Human stem cells for drug discovery

Abstract: Dr Nicola Beer heads up the Department of Stem Cell Engineering at the Novo Nordisk Research Centre Oxford. Her team uses human stem cells to derive metabolically-relevant cells and tissues such as islets, hepatocytes, and adipocytes to discover novel secreted factors and corresponding signalling pathways which modify cell function, health, and viability. By combining in vitro-differentiated human stem cell-derived models with CRISPR and other genomic targeting techniques, the team assay cell function from changes in a single gene up to a genome-wide scale. Understanding the genes and pathways underlying cell function (and dysfunction) highlights potential targets for new Type 2 Diabetes therapeutics. Dr Beer will talk about the work ongoing in her team, as well as more broadly about the role of human stem cells in drug discovery and patient treatment.

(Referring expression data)
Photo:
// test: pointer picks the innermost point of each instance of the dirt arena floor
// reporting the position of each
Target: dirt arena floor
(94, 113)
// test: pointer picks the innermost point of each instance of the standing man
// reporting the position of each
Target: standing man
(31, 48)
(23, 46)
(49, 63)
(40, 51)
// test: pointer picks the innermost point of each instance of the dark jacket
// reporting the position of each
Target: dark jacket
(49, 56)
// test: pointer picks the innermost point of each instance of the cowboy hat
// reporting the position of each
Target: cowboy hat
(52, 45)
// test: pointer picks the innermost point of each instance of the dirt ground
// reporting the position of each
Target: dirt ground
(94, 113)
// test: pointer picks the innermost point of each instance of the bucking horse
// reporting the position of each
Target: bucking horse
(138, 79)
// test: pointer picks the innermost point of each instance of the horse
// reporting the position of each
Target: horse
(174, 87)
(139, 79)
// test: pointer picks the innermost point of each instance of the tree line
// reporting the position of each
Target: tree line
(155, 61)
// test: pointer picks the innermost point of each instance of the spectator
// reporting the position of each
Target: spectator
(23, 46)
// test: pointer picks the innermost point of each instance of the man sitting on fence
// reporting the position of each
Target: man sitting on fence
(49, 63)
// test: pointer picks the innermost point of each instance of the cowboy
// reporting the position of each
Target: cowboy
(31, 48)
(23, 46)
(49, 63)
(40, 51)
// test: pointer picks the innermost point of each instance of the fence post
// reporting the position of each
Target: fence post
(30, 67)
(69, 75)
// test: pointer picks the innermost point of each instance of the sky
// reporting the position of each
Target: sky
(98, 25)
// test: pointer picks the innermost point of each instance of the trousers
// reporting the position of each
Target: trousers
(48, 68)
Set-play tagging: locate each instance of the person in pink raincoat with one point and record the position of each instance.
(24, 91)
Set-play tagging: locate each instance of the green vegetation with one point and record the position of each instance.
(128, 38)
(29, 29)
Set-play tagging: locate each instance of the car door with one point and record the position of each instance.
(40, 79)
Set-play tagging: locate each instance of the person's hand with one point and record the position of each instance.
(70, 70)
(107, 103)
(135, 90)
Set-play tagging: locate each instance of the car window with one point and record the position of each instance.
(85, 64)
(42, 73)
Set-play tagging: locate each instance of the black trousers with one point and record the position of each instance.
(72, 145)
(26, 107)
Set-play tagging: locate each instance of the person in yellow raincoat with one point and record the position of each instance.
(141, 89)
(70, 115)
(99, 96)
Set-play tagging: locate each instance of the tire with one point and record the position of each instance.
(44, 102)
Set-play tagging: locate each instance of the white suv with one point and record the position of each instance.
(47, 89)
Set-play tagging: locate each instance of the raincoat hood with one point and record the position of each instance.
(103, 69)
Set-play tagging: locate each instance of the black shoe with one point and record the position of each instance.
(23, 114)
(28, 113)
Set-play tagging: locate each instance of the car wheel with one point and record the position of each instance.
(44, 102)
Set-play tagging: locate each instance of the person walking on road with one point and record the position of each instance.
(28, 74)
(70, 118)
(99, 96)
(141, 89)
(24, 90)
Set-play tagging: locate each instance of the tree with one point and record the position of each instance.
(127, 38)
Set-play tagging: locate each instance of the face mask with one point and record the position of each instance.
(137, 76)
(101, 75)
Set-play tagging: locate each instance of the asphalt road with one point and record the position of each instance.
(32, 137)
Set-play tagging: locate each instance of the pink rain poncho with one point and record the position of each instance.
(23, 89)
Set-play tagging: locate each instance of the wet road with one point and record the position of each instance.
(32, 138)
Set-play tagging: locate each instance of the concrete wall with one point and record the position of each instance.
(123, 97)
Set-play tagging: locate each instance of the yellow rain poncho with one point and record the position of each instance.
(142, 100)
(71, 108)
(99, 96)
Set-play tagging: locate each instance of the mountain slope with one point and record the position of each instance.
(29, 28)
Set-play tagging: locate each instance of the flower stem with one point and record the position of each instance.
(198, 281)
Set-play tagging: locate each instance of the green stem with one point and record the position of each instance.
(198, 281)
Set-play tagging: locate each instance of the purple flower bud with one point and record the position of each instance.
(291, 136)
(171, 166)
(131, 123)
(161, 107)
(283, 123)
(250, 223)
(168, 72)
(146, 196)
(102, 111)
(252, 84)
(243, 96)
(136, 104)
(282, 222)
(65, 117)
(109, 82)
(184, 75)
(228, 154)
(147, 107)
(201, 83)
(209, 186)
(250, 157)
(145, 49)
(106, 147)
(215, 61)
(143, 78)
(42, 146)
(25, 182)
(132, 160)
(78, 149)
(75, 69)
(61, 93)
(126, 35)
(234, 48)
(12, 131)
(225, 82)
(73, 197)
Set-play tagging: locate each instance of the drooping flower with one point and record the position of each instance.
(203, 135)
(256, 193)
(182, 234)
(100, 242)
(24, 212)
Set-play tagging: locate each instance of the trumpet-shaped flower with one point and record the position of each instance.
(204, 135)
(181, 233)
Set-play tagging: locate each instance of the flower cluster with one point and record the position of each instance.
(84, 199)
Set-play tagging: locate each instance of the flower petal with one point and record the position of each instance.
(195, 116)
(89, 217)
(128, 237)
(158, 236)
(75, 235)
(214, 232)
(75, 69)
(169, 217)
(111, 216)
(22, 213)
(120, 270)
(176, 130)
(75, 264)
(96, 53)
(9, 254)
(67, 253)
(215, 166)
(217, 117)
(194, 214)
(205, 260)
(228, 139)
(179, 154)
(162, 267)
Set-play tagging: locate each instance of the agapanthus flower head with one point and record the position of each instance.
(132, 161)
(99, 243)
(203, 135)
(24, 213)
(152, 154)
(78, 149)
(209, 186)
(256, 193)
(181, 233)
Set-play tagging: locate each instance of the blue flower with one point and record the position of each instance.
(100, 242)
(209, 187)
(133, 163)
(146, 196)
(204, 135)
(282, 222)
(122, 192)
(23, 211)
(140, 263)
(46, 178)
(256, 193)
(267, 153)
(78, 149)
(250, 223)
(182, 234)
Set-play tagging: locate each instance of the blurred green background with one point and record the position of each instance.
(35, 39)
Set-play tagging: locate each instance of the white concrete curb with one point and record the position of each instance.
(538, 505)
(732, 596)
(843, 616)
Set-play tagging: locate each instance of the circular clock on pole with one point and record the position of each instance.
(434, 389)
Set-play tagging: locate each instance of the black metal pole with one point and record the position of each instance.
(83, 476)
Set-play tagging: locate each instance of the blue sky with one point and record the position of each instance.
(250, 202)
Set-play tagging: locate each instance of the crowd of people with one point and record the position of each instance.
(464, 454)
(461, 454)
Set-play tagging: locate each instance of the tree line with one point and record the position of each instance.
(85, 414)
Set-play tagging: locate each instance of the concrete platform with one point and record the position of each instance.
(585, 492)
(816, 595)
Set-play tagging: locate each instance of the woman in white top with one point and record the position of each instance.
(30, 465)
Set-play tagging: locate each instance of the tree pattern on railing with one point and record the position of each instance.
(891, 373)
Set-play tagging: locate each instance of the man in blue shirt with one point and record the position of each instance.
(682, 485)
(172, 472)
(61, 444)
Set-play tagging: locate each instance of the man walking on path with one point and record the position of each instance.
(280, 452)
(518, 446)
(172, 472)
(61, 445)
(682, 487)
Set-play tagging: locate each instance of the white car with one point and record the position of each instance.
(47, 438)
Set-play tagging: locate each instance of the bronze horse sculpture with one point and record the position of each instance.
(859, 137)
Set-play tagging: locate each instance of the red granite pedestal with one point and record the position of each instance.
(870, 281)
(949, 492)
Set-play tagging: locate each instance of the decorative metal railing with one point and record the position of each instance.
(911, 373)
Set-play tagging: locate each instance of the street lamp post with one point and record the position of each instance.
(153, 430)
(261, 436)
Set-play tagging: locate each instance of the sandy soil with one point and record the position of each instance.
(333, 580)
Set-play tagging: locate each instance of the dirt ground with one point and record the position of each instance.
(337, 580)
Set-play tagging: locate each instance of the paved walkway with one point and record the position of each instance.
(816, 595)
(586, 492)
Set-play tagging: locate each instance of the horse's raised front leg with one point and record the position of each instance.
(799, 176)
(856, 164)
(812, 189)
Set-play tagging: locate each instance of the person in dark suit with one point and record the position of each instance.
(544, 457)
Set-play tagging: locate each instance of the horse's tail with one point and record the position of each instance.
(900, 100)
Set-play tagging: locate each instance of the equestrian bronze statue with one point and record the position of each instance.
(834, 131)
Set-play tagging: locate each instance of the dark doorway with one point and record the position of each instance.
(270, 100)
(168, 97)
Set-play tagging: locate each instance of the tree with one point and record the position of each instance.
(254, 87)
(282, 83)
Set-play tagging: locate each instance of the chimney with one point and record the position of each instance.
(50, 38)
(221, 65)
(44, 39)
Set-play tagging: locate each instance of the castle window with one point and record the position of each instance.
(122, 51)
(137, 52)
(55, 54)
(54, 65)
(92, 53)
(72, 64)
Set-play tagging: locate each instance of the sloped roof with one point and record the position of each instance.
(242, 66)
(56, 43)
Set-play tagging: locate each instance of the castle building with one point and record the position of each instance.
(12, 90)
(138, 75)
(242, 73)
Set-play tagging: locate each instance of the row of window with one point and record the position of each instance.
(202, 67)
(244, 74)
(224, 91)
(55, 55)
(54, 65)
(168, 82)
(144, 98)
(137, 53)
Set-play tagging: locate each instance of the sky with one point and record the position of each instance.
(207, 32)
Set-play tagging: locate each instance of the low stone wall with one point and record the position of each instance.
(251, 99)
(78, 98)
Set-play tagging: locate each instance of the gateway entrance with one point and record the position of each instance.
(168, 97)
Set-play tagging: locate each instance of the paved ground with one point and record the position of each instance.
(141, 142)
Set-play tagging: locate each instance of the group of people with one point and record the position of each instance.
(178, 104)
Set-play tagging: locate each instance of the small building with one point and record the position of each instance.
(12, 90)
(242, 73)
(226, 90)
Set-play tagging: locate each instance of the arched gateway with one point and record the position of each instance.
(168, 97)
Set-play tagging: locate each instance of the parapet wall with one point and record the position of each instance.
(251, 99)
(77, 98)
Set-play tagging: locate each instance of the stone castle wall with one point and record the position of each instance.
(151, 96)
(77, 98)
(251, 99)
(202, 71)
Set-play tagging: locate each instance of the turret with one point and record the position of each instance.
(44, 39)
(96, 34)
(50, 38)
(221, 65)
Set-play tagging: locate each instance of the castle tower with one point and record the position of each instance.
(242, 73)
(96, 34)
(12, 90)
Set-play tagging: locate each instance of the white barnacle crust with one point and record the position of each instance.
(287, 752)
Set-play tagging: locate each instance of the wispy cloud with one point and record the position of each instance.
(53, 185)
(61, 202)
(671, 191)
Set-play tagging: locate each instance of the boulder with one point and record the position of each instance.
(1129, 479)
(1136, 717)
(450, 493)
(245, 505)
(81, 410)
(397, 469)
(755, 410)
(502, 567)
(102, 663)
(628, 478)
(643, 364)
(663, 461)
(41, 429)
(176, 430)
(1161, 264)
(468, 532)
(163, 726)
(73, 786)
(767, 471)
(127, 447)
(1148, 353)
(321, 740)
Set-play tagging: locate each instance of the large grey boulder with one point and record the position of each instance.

Tasks for this exercise ::
[1] In the stem cell abstract, which department does Dr Nicola Beer head?
[2] Quote the stem cell abstract from "Abstract: Dr Nicola" up to and including "and patient treatment.".

Solutions to the exercise ::
[1] The Department of Stem Cell Engineering at the Novo Nordisk Research Centre Oxford.

[2]
Abstract: Dr Nicola Beer heads up the Department of Stem Cell Engineering at the Novo Nordisk Research Centre Oxford. Her team uses human stem cells to derive metabolically-relevant cells and tissues such as islets, hepatocytes, and adipocytes to discover novel secreted factors and corresponding signalling pathways which modify cell function, health, and viability. By combining in vitro-differentiated human stem cell-derived models with CRISPR and other genomic targeting techniques, the team assay cell function from changes in a single gene up to a genome-wide scale. Understanding the genes and pathways underlying cell function (and dysfunction) highlights potential targets for new Type 2 Diabetes therapeutics. Dr Beer will talk about the work ongoing in her team, as well as more broadly about the role of human stem cells in drug discovery and patient treatment.